■ Text passage:
[Start of Attachment]

Long shots in the best foreign language film Oscar race

In contrast, “Amerika Square” (Greece) is a realistic drama that toggles between two timely stories. In one, the struggling Nakos (Makis Papadimitriou) bemoans looking for work and wanting to rid his neighborhood (Amerika Square) of foreigners. In the other, Tarek (Vassilis Koukalani), a Syrian, is trying to get himself and his daughter safely into Germany via Greece. The film is an urgent drama that depicts how, as one character states, “Those who want to leave [Greece] can’t, while those who can do not want to.” “Amerika Square” is taut and compelling, and it would be nice to see it get shortlisted if not nominated, but its chances are slight at best.
Salon spoke to six foreign language filmmakers about the possibility of being shortlisted for this year’s Oscar.
Writer/director Annemarie Jacir’s “Wajib” (Palestine) is a moving drama about a father and son (real-life father and son Mohammad and Saleh Bakri) driving around town delivering invitations to their daughter/sister’s wedding. Jacir reveals much about the characters in just a single line of dialogue, and she coaxes nuanced performances from her two actors.
This is the third film by Jacir to be submitted in the category from Palestine, and the filmmaker explained that it has become a “much more formal and organized process” than in previous years. She recalled, “When I was last put up, for ‘Salt of the Sea’ (2008), the Ministry of Culture didn’t know what to do. Now they send out an email during the year to all filmmakers, and ask them to officially submit.”

Jacir continued, “It’s very special and important to be nominated. [Palestine] has not been represented very often. It’s only in the last decade [since 2003] that we’ve been nominating films. We’re making films not just for ourselves, but for an international audience. It’s about connecting with people and getting our stories out there.”
One of the things that could hurt Jacir’s chances with “Wajib” this year is that the film does not have U.S. distribution. “We are trying,” she claimed. “We have some offers. I know people that have distribution and people backing them and they have extra screenings and ads . . . The point is to get people to see the film. If it’s easier for them to see the film, that helps. I rely on press, and word of mouth . . . I don’t know if not having distribution affects the campaign. Maybe we’ll get distribution through the campaign? I hope we have a chance. We’re doing the best we can. But I know so many things are random.”
Jacir is nothing if not realistic about her chances. “People don’t flock to see Palestinian films. Maybe they are not interested; they think it’s going to be a downer. People aren’t expecting to laugh, and that it’s got to be really serious, but I have more humor in ‘Wajib.’”
What might work in Jacir’s favor is being a female filmmaker, and from the Arab world, as well. “In countries with an independent film scene there are a lot more women filmmakers,” she observed. “If you go to Dubai, half the films, not just documentaries, are directed by women. At Venice, one out of 21 films are made by women.”

[End of Attachment]

■ Aim of the exercise: Continue the article on long shots in the foreign language Oscar race, starting right after its last sentence.

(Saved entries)
[Start of Attachment]

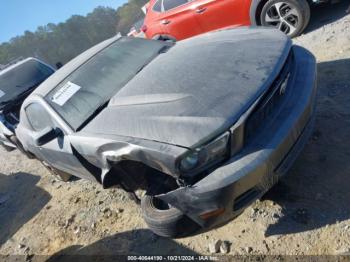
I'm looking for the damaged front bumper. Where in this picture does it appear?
[157,46,316,227]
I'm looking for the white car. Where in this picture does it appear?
[0,57,55,151]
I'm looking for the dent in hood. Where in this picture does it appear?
[82,29,291,147]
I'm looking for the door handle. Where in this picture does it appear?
[196,8,207,14]
[161,20,171,25]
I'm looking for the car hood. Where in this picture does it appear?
[82,29,291,148]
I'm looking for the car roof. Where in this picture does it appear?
[32,35,122,97]
[0,57,41,76]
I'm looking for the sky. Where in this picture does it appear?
[0,0,126,43]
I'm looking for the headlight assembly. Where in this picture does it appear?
[180,132,230,173]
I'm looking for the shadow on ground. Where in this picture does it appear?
[304,0,350,34]
[264,59,350,236]
[0,173,51,246]
[47,229,197,262]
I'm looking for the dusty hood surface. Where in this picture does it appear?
[82,29,291,147]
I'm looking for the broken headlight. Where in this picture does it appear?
[180,132,230,173]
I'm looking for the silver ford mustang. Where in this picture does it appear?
[16,28,316,237]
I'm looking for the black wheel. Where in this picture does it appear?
[40,161,73,182]
[141,195,199,238]
[260,0,310,37]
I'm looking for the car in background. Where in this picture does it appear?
[142,0,330,41]
[16,28,317,237]
[127,18,145,37]
[0,57,55,156]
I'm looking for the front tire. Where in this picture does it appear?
[260,0,310,38]
[141,195,199,238]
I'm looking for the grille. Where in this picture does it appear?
[245,54,293,139]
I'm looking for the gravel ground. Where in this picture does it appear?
[0,2,350,260]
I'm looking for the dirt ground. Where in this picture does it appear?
[0,1,350,258]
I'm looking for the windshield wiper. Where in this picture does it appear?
[77,100,109,131]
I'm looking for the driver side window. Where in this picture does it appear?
[25,103,53,131]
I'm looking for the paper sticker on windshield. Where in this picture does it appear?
[51,81,81,106]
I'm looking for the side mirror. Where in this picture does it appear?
[34,127,60,146]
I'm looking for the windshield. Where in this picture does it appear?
[45,38,168,130]
[0,59,54,104]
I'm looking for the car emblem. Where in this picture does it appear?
[279,74,290,96]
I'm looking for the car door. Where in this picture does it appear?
[158,0,202,40]
[22,102,96,180]
[193,0,250,32]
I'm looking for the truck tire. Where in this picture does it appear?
[141,195,200,238]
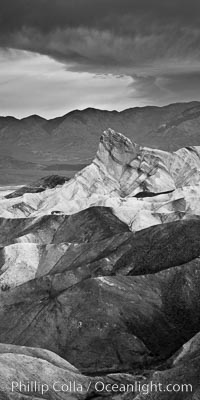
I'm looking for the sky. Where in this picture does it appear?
[0,0,200,118]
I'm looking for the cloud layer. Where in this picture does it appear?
[0,0,200,115]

[End of Attachment]

■ Result of the task:
She concludes with some thoughts about what a nomination could or would mean for her. “It’s important. It’s about the burden of representation. I don’t represent Palestine. My characters don’t represent anyone except themselves. Because there are so few films [from Palestine], you have an audience that wants you to answer all the questions. To represent Palestine and what’s going on. I make films that are reflecting social reality, and have flawed characters that I know. I believe in poetic license and being free to make a film about one story, but there are many stories.”
One of the best-poised contenders for the shortlist is “Thelma” (Norway). Director Joachim Trier’s genre film, made in the Stephen King mold, might just connect with voters. Thelma (Eili Harboe) is a student from a strict religious background who falls in love with Anja (Okay Kaya). As she embarks on a same-sex romance, Thelma discovers she has telekinetic powers.
“We never expected it to be the Norwegian contender. It became a hit for its unusual mix of genre and human elements,” Trier explained. “We won the Norwegian Film Critics Award.”
The Norwegian Oscar selection committee chose ‘Thelma” because, the filmmaker said, “The film played with Norwegian folklore elements. It’s a modern version of the tale of the witch. It’s a supernatural film about a girl from a religious background becoming a lesbian.”
Trier believes that academy members have embraced his film because it is not political or intellectual. It features superb sound design and strong visual elements. There are also several dramatic and virtuoso set pieces. “As we developed it, we told a human story, not a horror film,” he indicated.
While Trier’s 2006 feature debut, “Reprise,” was submitted for the foreign language film Oscar that year, “Reprise” did not have any momentum behind it to be a real contender. Its theatrical release missed the nomination deadline, and with that critical moment passed, the film failed to gain any traction. Which is why Trier is more upbeat this time around. “Thelma” received a theatrical release in November, after screening at the New York Film Festival, AFI, and elsewhere. He said, “The reviews are coming in and they are wonderful. I’m taking it one day at a time. I hope academy members are open to a film that has a genre element. My fingers are crossed. I’m grateful for an opportunity to try.
John Trengove confessed he was “blown away” that his feature debut, “The Wound” (South Africa), about a love triangle that develops among Xhosa caregivers during a manhood ritual, was chosen to represent South Africa this year. “It was never part of the intention. We were making a gay film. But there was a lot of heat and momentum behind the film and good will upon release.”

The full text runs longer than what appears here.